● **Text segment**:
────
Following the last election in September, both Netanyahu and Gantz were given the chance to try to form a government but neither man was successful in building a coalition with a 61-seat majority. Gantz refused point-blank to sit in a government with Netanyahu due to the charges against the Prime Minister, while Netanyahu refused to go second in any rotating prime ministership with Gantz.

This time Netanyahu might try to entice a couple of opposition lawmakers to join a right-wing and religious coalition and give him an overall majority.

He is seeking his fifth term as Israel’s prime minister – he is already the country’s longest-ever serving leader, having surpassed David Ben-Gurion’s 4,875 days in office last summer.

Even though Netanyahu has been under criminal investigation for several years, it was only in January that he was formally indicted on charges of bribery and fraud and breach of trust. He denies the accusations, and there was little to suggest during the campaign the indictments had a significant impact on voters. Those Israelis who support him fully accept his complaints that the indictments are a witch hunt pursued by a liberal elite. And those Israelis who dislike the Prime Minister have been firm in that belief for many years now.

Most of the votes are expected to have been counted by the end of Tuesday, leaving just soldiers votes and Israelis voting overseas remaining. Final certified results are likely still some days away.

At some point in the coming week, most likely next Sunday, President Rivlin will summon all those party leaders who have achieved representation in parliament to consult with him over who should get first shot at building a coalition.

The President will then formally ask one of the leaders to start coalition talks – on all but one occasion it has been the leader of the largest party – and they will then have a maximum of six weeks to agree on the shape of the next government.

But as events have shown, not once but twice in the last year, that could prove very difficult, and it remains possible there could still be a fourth general election in late summer.
────
● **Given request A**:
List every person named in the passage on the Israeli election.
● **Given request B**:
Return, word for word, the part of the passage on the Israeli election starting at "Most of the" and ending at "building a coalition.".
The items after this passage come from a different source.

● **Information provided**:
────
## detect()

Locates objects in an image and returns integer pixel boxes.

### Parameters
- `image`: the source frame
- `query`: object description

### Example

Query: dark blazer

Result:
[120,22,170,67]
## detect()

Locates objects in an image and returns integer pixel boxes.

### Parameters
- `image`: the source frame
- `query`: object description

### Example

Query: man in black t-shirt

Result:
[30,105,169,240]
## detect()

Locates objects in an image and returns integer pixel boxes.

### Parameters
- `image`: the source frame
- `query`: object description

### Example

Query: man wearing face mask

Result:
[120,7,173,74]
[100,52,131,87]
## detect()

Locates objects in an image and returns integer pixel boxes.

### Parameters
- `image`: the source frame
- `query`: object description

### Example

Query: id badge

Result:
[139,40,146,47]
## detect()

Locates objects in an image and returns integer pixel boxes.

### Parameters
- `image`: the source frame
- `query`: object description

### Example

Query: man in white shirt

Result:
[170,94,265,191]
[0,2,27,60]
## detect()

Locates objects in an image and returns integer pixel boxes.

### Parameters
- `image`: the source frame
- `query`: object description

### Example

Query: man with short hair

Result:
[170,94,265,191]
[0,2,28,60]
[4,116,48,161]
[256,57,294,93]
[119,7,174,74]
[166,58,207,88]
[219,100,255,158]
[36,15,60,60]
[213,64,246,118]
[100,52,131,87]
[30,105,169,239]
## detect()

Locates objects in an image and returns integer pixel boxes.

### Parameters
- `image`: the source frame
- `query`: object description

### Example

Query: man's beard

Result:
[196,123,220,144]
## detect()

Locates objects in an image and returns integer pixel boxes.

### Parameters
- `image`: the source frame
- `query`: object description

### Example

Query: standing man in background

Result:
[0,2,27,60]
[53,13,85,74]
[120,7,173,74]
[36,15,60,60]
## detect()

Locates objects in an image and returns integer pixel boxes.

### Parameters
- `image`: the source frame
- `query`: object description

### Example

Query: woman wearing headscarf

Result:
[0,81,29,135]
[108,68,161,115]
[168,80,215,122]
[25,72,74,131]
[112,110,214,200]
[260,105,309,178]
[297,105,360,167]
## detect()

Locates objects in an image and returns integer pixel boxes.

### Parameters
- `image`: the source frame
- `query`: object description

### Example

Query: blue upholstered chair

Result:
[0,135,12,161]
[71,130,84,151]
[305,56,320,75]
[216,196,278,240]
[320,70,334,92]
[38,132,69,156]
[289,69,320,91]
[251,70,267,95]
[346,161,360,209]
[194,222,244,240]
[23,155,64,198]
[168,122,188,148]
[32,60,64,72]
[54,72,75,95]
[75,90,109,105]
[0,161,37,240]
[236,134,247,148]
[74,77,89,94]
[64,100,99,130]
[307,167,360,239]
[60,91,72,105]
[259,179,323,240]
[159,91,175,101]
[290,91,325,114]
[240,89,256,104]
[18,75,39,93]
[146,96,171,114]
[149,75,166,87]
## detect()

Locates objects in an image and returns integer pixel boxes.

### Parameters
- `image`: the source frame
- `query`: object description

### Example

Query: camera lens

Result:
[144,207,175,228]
────
● **Task result A**:
Netanyahu, Gantz, David Ben-Gurion, Rivlin

● **Task result B**:
Most of the votes are expected to have been counted by the end of Tuesday, leaving just soldiers votes and Israelis voting overseas remaining. Final certified results are likely still some days away.

At some point in the coming week, most likely next Sunday, President Rivlin will summon all those party leaders who have achieved representation in parliament to consult with him over who should get first shot at building a coalition.